_WRITTEN REQUEST A_
Return a word-for-word copy of the part of the vehicle warning area passage that begins at the words "It is noted" and stops after "of the sensors.".
_WRITTEN REQUEST B_
According to the vehicle warning area passage, where may the proximity sensors be positioned to illustrate how the width of the warning area is set?
--- start of SOURCE PASSAGE ---
At a step 404, the speed of the user vehicle may be obtained from one or more speed sensors. As stated, this information may be obtained from a speed sensor provided with the warning system or may be obtained from a speed sensor, such as a speedometer or GPS device, of the user vehicle.

At a step 408, the speed of the user vehicle may be used to set a warning area adjacent the user vehicle. In general, the warning area will be set such that a warning or alert is provided by the warning system when a vehicle comes within an unsafe speed of the user vehicle. Typically, the warning area will cover an area immediately behind the user vehicle so that tailgating motorists may be detected and warned.

It is noted that the length of a warning area may be set to a distance away from the rear of the user vehicle which is deemed safe for following vehicles. This allows the warning system to focus on detecting and warning tailgating drivers. Of course, the warning area may be moved, expanded, or reduced to increase or decrease the area within which nearby motorists are warned. This may be accomplished by repositioning one or more sensors of the warning system or increasing/decreasing the sensitivity or range of the sensors.

The width of a warning area may be also be set in one or more embodiments. For example, the width may be set according to the width of the user vehicle, typical lane width, or other size. In some embodiments, the width of a warning area may be set by the proximity sensors. For example, the proximity sensors may be arranged or configured to detect nearby vehicles within an area of a particular width. To illustrate, proximity sensors may be positioned along a user vehicle's rear bumper. In this manner, nearby vehicles within the width of the vehicle may be detected while vehicles outside that width may not be detected. Of course, the proximity sensors may be arranged or configured to detect vehicles within areas of various widths. For example, the proximity sensors may detect vehicles within the width of an average or typical lane or road.

The controller may perform one or more calculations to set the warning area. For example, in one embodiment, the controller may calculate a warning area by allowing for 6 feet of distance for every 10 miles per hour of speed. Thus, in one embodiment, the length of the warning area may be set, in feet, by multiplying the user vehicle's current speed by six. It can thus be seen that the warning area may expand as the speed of the user vehicle increases. This compensates for the additional risk of a collision as speeds increase.
--- end of SOURCE PASSAGE ---
--- start of GIVEN ENTRIES ---
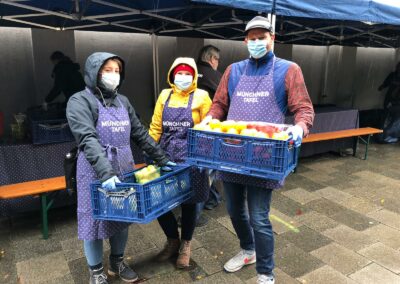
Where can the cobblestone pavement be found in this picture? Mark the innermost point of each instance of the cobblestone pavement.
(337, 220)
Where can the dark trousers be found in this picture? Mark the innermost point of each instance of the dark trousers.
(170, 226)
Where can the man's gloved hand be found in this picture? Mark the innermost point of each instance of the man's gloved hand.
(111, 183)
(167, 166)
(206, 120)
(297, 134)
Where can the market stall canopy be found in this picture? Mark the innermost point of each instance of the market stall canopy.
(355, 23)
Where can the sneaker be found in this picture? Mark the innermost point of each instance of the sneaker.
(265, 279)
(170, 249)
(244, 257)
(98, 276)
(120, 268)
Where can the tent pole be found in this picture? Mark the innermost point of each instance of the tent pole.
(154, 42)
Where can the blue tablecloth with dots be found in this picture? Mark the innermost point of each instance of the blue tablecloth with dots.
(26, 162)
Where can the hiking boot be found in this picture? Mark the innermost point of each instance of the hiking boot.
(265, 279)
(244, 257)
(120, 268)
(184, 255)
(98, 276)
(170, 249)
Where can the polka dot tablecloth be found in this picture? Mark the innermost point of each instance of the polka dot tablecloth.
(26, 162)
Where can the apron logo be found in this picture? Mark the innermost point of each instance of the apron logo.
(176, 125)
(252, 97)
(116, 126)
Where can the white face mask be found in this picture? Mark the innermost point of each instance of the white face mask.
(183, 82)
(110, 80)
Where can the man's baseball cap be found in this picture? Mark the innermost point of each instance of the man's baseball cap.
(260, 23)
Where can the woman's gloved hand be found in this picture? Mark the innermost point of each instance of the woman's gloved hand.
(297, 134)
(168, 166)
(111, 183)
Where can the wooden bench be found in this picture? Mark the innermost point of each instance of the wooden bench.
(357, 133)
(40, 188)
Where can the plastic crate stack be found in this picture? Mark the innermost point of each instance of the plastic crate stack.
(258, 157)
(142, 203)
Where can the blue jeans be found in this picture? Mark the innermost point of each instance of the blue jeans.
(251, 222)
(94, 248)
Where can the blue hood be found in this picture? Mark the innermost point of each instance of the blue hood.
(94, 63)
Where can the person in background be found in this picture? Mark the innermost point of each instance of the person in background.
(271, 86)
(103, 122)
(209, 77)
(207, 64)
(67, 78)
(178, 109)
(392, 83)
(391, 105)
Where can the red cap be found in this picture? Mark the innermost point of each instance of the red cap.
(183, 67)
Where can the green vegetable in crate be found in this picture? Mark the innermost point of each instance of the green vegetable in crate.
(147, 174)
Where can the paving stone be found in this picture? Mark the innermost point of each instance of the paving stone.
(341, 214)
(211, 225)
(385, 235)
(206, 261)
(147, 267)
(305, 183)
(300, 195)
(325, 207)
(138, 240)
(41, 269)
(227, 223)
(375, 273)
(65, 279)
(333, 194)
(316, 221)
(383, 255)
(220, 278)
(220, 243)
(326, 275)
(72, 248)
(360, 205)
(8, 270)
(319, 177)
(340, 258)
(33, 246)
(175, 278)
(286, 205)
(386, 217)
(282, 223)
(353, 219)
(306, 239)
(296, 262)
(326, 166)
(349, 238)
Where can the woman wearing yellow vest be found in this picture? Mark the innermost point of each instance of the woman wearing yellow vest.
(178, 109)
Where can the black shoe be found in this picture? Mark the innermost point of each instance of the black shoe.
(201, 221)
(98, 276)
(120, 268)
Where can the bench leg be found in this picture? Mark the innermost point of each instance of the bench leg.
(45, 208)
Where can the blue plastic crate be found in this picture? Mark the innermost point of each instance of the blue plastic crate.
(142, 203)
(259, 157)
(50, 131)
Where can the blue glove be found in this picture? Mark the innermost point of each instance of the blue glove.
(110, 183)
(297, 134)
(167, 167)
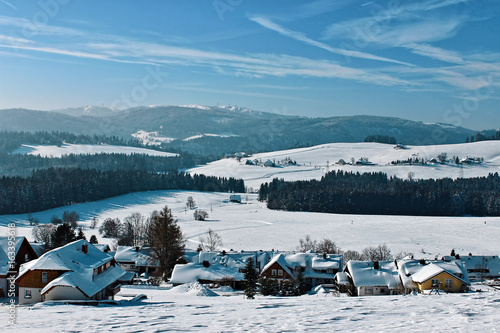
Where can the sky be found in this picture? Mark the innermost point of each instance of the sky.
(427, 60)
--- end of GIVEN ENTRIES ---
_TASK SOLUTION A_
It is noted that the length of a warning area may be set to a distance away from the rear of the user vehicle which is deemed safe for following vehicles. This allows the warning system to focus on detecting and warning tailgating drivers. Of course, the warning area may be moved, expanded, or reduced to increase or decrease the area within which nearby motorists are warned. This may be accomplished by repositioning one or more sensors of the warning system or increasing/decreasing the sensitivity or range of the sensors.

_TASK SOLUTION B_
Along the user vehicle's rear bumper.